▶ **Exercise task A**
In the jsoup tutorial, which URL does the GetDocumentFromURL class connect to?
▶ **Exercise task B**
Translate this sentence from the jsoup tutorial into Spanish: "A full HTML document includes Header and Body, sometimes you also need to parse an HTML fragment."
▶ **Exercise task C**
Carry on writing the jsoup tutorial, starting after its last line.

▶ **Source extract**
— Begin —
5- Manipulating Document

5.1- Create Documet from URL

  • GetDocumentFromURL.java
package org.o7planning.tutorial.jsoup.document;

import java.io.IOException;

import org.jsoup.Jsoup;
import org.jsoup.nodes.Document;

public class GetDocumentFromURL {

   public static void main(String[] args) throws IOException {
       Document doc = Jsoup.connect("http://eclipse.org").get();
       String title = doc.title();
       System.out.println("Title : " + title);
   }

}
Running example:

5.2- Create Document from File

  • GetDocumentFromFile.java
package org.o7planning.tutorial.jsoup.document;

import java.io.File;
import java.io.IOException;

import org.jsoup.Jsoup;
import org.jsoup.nodes.Document;

public class GetDocumentFromFile {

    public static void main(String[] args) throws IOException {
        File htmlFile = new File("C:/index.html");
        Document doc = Jsoup.parse(htmlFile, "UTF-8");
        String title = doc.title();
        System.out.println("Title : " + title);
    }

}

5.3- Create Document from String

  • GetDocumentFromString.java
package org.o7planning.tutorial.jsoup.document;

import java.io.IOException;

import org.jsoup.Jsoup;
import org.jsoup.nodes.Document;

public class GetDocumentFromString {

   public static void main(String[] args) throws IOException {
       String htmlString = "<html><head><title>Simple Page</title></head>"
                          + "<body>Hello</body></html>";
       Document doc = Jsoup.parse(htmlString);
       String title = doc.title();
       System.out.println("Title : " + title);
       System.out.println("Content:\n");
       System.out.println(doc.toString());
   }

}
Running example:

5.4- Parsing HTML Fragment

A full HTML document includes Header and Body, sometimes you also need to parse an HTML fragment. And you can get a full HTML document includes headers and body. See for example:
  • ParsingBodyFragment.java
package org.o7planning.tutorial.jsoup.document;

import java.io.IOException;

import org.jsoup.Jsoup;
import org.jsoup.nodes.Document;

public class ParsingBodyFragment {

   public static void main(String[] args) throws IOException {
       String htmlFragment = "<h1>Hi you!</h1><p>What is this?</p>";
       Document doc = Jsoup.parseBodyFragment(htmlFragment);
       String fullHtml = doc.html();
       System.out.println(fullHtml);
   }

}
Running example:

6- DOM Methods

Jsoup has some methods similar to the method in the DOM model ( Parsing XML document)
— End —
▶ **Given information**
— Begin —
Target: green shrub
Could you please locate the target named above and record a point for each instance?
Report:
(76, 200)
— End —
▶ **Final result A**
http://eclipse.org

▶ **Final result B**
Un documento HTML completo incluye encabezado y cuerpo; a veces también es necesario analizar un fragmento HTML.

▶ **Final result C**
Methods Description
Element getElementById(String id) Find an element by ID, including or under this element.
Elements getElementsByTag(String tag) Finds elements, including and recursively under this element, with the specified tag name.
Elements getElementsByClass(String className) Find elements that have this class, including or under this element.
Elements getElementsByAttribute(String key) Find elements that have a named attribute set. Case insensitive.
Elements siblingElements() Get sibling elements.
Element firstElementSibling() Gets the first element sibling of this element.
Element lastElementSibling() Gets the last element sibling of this element.
  ......
The method of retrieving data of Element.
Method Description
String attr(String key) Get an attribute's value by its key.
void attr(String key, String value) Set an attribute. If the attribute already exists, it is replaced.
String id() Return The id attribute, if present, or an empty string if not.
String className() Gets the literal value of this element's "class" attribute, which may include multiple class names, space separated. (E.g. on <div class="header gray"> returns, " header gray")
Set<String> classNames() Get all of the element's class names. E.g. on element <div class="header gray">, returns a set of two elements "header", "gray". Note that modifications to this set are not pushed to the backing class attribute; use the classNames(java.util.Set) method to persist them.
String text() Gets the combined text of this element and all its children.
void text(String value) Set the text of this element.
String html() Retrieves the element's inner HTML. E.g. on a <div><p>a</p></div>, would return <p>a</p>. (Whereas Node.outerHtml() would return <div><p>a</p></div>.)
void html(String value) Set this element's inner HTML. Clears the existing HTML first.
Tag tag() Get the Tag for this element
String tagName() Get the name of the tag for this element. E.g. div
  ......
The methods to manipulate HTML:
Methods Description
Element append(String html) Add inner HTML to this element. The supplied HTML will be parsed, and each node appended to the end of the children.
Element prepend(String html) Add inner HTML into this element. The supplied HTML will be parsed, and each node prepended to the start of the element's children.
Element appendText(String text) Create and append a new TextNode to this element.
Element prependText(String text) Create and prepend a new TextNode to this element.
Element appendElement(String tagName) Create a new element by tag name, and add it as the last child.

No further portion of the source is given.